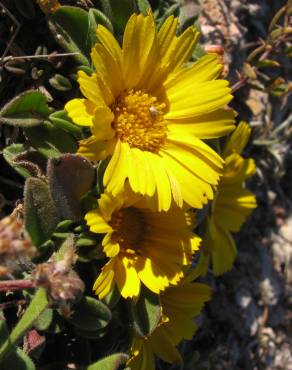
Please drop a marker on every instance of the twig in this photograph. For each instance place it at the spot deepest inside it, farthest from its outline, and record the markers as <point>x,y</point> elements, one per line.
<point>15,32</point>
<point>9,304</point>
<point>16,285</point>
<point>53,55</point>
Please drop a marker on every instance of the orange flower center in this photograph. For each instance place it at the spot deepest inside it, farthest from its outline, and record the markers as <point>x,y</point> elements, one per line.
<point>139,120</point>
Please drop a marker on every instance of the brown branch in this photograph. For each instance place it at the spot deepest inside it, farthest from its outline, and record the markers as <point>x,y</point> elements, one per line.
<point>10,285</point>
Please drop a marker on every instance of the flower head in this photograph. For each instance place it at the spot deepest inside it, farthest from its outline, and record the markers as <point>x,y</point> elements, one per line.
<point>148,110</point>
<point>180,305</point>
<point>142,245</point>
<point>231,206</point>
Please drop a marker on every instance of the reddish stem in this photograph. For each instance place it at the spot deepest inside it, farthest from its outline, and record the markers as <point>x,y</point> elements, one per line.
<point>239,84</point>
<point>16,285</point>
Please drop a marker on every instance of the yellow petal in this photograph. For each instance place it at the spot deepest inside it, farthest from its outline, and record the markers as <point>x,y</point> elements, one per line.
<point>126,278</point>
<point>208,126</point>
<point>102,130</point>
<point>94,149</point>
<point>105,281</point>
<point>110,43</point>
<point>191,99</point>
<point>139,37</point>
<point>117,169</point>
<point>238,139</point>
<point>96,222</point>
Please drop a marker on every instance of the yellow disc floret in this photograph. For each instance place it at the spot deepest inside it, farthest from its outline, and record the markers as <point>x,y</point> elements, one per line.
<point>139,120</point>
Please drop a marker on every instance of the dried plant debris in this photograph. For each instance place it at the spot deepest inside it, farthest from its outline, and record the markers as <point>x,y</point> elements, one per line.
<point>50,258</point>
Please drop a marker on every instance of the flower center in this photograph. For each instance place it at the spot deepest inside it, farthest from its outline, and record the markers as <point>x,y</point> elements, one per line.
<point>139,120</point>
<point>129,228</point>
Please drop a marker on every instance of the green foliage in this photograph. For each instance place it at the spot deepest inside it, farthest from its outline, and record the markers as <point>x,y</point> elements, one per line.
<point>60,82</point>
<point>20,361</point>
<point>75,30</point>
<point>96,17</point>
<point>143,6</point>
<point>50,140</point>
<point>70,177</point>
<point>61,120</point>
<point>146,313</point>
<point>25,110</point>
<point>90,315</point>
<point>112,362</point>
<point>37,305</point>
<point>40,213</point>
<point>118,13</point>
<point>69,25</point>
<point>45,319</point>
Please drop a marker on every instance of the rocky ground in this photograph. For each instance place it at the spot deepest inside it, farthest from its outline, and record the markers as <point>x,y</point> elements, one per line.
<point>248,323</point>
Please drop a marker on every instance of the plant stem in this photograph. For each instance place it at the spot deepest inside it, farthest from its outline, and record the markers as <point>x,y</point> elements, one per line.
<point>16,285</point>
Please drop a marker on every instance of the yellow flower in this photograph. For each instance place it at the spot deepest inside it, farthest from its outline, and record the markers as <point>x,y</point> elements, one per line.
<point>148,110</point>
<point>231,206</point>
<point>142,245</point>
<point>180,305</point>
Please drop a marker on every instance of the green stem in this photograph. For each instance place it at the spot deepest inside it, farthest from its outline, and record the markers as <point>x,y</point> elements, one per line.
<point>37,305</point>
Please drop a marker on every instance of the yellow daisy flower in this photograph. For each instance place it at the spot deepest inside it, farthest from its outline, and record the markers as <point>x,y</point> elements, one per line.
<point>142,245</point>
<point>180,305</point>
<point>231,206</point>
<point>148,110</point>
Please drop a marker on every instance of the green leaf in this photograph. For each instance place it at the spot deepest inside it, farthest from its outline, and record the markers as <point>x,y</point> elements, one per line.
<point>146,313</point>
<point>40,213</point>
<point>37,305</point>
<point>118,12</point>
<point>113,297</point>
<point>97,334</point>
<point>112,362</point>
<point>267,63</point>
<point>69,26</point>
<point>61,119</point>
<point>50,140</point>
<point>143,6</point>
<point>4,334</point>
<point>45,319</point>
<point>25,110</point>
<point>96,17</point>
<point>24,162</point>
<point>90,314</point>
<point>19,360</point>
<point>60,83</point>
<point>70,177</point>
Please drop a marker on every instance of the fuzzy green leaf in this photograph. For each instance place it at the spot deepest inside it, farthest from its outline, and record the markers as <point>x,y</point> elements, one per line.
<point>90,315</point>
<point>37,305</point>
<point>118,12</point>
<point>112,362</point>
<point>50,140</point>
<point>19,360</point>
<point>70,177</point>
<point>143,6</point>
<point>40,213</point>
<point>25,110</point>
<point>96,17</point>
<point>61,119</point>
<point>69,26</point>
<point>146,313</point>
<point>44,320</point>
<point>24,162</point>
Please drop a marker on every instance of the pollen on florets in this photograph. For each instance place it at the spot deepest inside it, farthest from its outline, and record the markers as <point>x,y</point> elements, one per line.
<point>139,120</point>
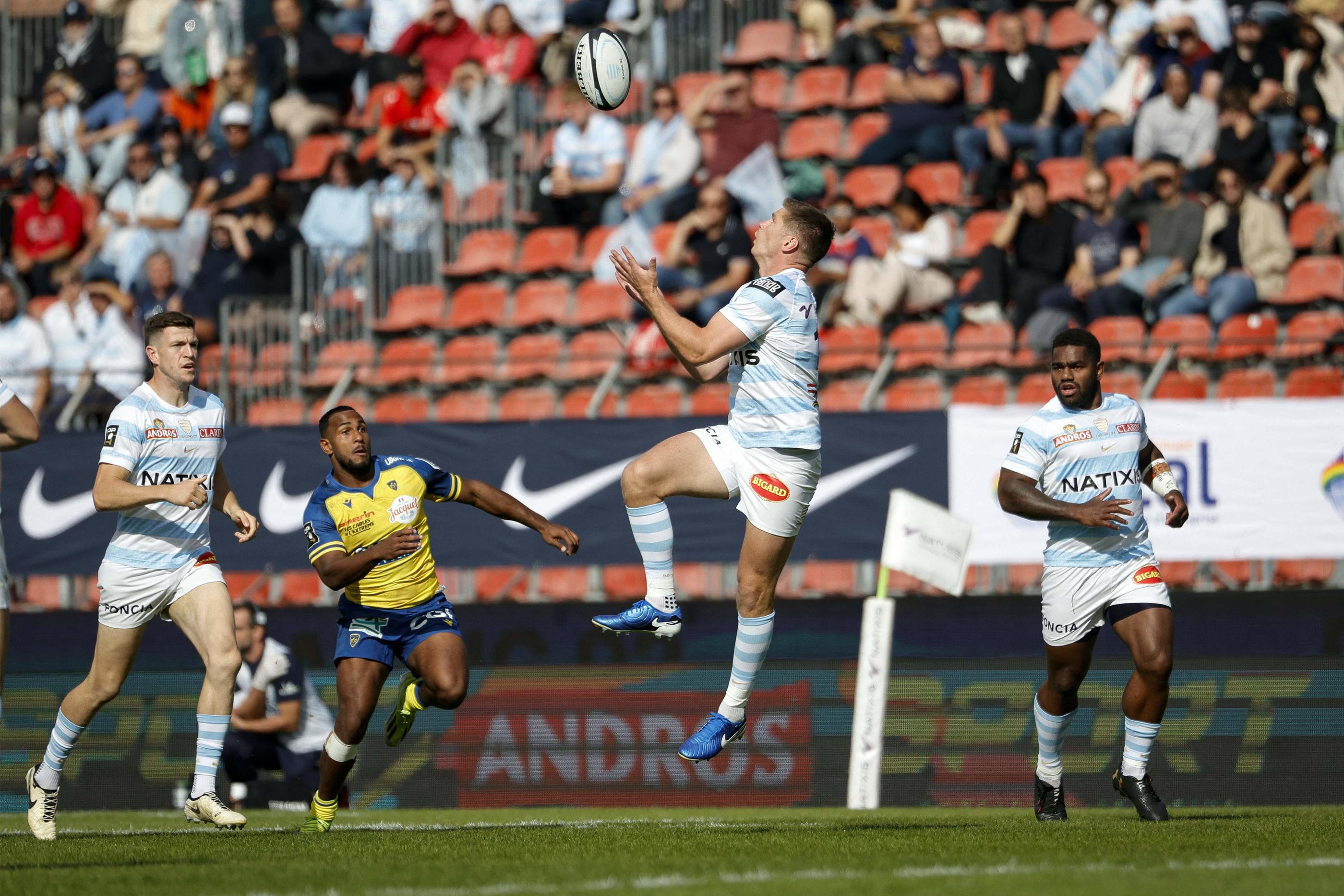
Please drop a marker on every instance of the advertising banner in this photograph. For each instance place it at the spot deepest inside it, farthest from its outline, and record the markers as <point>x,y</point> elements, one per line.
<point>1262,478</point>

━━━━━━━━━━━━━━━━━━━━━━━━━━━━━━

*What is required*. Convert all the records above into a numbered list with blank lines left out. Leave the pictures out of the list.

*Task response*.
1. Please drop a marker on every instance of the twig in this photograph. For each instance place it at the spot deepest inside it, farthest from its outline, and record the markers as <point>x,y</point> elements, one per line.
2. <point>15,32</point>
3. <point>9,304</point>
4. <point>16,285</point>
5. <point>53,55</point>
6. Please drop a marker on every instance of the orange flower center in this photograph. For each instance place it at the spot deepest inside it, farthest from its outline, and record the markers as <point>x,y</point> elements, one per line.
7. <point>139,120</point>
8. Please drop a marker on every instance of the brown branch in this photograph. For each instance place it at the spot deepest inside it, farthest from its outline, and record the markers as <point>x,y</point> elements, one per line.
9. <point>10,285</point>
10. Please drop a marker on every instance of the flower head in this photograph. For each instance place it at the spot deepest inside it, farthest from its outline, and record the markers as <point>x,y</point> elements, one per line.
11. <point>148,110</point>
12. <point>180,305</point>
13. <point>142,245</point>
14. <point>231,206</point>
15. Please drop a marker on every instance of the reddish stem in this photograph. For each instance place it at the spot deepest inside it, farthest from its outline, and record the markers as <point>x,y</point> elements, one per line.
16. <point>239,84</point>
17. <point>16,285</point>
18. Please drop a marker on every instance of the yellow petal in this photograph. For each instance place it at the spot deepest inside it, farthest from its outline, and record the markers as <point>x,y</point> elements, one per line.
19. <point>126,278</point>
20. <point>208,126</point>
21. <point>102,130</point>
22. <point>94,149</point>
23. <point>105,281</point>
24. <point>110,43</point>
25. <point>191,99</point>
26. <point>139,37</point>
27. <point>117,169</point>
28. <point>238,139</point>
29. <point>96,222</point>
30. Please drop a marker on every instance of the yellow disc floret in this photograph. For each instance place it at the spot deepest inside it, farthest from its outline, and record the markers as <point>x,y</point> elements, one per line.
31. <point>139,120</point>
32. Please drop a marker on every instance of the dried plant debris in this photograph. For each instance place it at the spot deepest inside it, farthest from its outline, and record the markers as <point>x,y</point> elements, one per line.
33. <point>50,258</point>
34. Please drop a marker on every instance of the flower center in this photograph. For each instance place it at the spot deepest inside it, farthest from its outline, and record the markers as <point>x,y</point> elements, one per line.
35. <point>139,120</point>
36. <point>129,228</point>
37. Please drop a marker on every instance of the green foliage in this photograph. For each instance place it at the spot deepest inside it, farthest from its outline, and record the markers as <point>x,y</point> elements, one per line.
38. <point>60,82</point>
39. <point>20,361</point>
40. <point>75,30</point>
41. <point>96,17</point>
42. <point>143,6</point>
43. <point>50,140</point>
44. <point>70,177</point>
45. <point>61,120</point>
46. <point>146,313</point>
47. <point>25,110</point>
48. <point>90,315</point>
49. <point>112,362</point>
50. <point>37,305</point>
51. <point>40,213</point>
52. <point>118,13</point>
53. <point>69,25</point>
54. <point>45,319</point>
55. Please drop a marker on every instance of the rocky ground in this photograph. For each instance place it at the spot deepest inside it, farthest from its outline, and record the markers as <point>x,y</point> elements, one per line.
56. <point>248,323</point>
57. Please drop a marker on every instance of the plant stem in this photograph. For each instance place it at the spot deepest inside it, farthest from its outline, and record the markers as <point>x,y</point> elements, one per line.
58. <point>16,285</point>
59. Please drop a marker on every instance of the yellow flower in this photograph. For each instance place it at the spot deepest inside it, farthest from its outline, and record the markers as <point>x,y</point> elements, one per line.
60. <point>148,110</point>
61. <point>231,206</point>
62. <point>142,245</point>
63. <point>180,305</point>
64. Please drop a marker on every instance of the green stem in this photograph. For each instance place it at the spot deepest inside it, farthest from its outline, and record the markers as <point>x,y</point> elements, one per line.
65. <point>37,305</point>
66. Please drop a marker on every instance of the yellow daisy flower in this photograph. For each instance place it at the spot deepest inside it, farthest from its outline, and record the markers as <point>x,y</point> elements, one per line.
67. <point>142,245</point>
68. <point>180,305</point>
69. <point>231,206</point>
70. <point>148,110</point>
71. Please drop a marker on every instance of the green leaf in this photograph. For each instance place it at the spot deepest inside it, farthest from its outline, and record the markers as <point>x,y</point> elements, one per line.
72. <point>146,313</point>
73. <point>40,213</point>
74. <point>37,305</point>
75. <point>118,12</point>
76. <point>113,297</point>
77. <point>97,334</point>
78. <point>112,362</point>
79. <point>267,63</point>
80. <point>69,26</point>
81. <point>61,119</point>
82. <point>50,140</point>
83. <point>143,6</point>
84. <point>4,334</point>
85. <point>45,319</point>
86. <point>25,110</point>
87. <point>96,17</point>
88. <point>24,162</point>
89. <point>90,314</point>
90. <point>19,360</point>
91. <point>60,83</point>
92. <point>70,177</point>
93. Please drop a marker on every instance of the fuzzy green leaf in this photograph. For each instance place it at the spot deepest inside it, farthest from its outline, and record the markers as <point>x,y</point> elements, one per line.
94. <point>90,315</point>
95. <point>37,305</point>
96. <point>118,12</point>
97. <point>112,362</point>
98. <point>50,140</point>
99. <point>19,360</point>
100. <point>70,177</point>
101. <point>143,6</point>
102. <point>40,213</point>
103. <point>25,110</point>
104. <point>96,17</point>
105. <point>61,119</point>
106. <point>69,26</point>
107. <point>146,313</point>
108. <point>44,320</point>
109. <point>24,162</point>
110. Please drop a marker on every instance of the pollen on florets in this photograph. For each instance place it at the spot deepest inside it, farthest from its outline, and record the markers as <point>x,y</point> elements, one per line.
111. <point>139,120</point>
112. Please drop a marker on every instance of the advertising banner in this photograph. For each instance place it at the spot deepest inside it, farthest from its outline, and record the markers as <point>x,y</point> elements, one per line.
113. <point>1262,478</point>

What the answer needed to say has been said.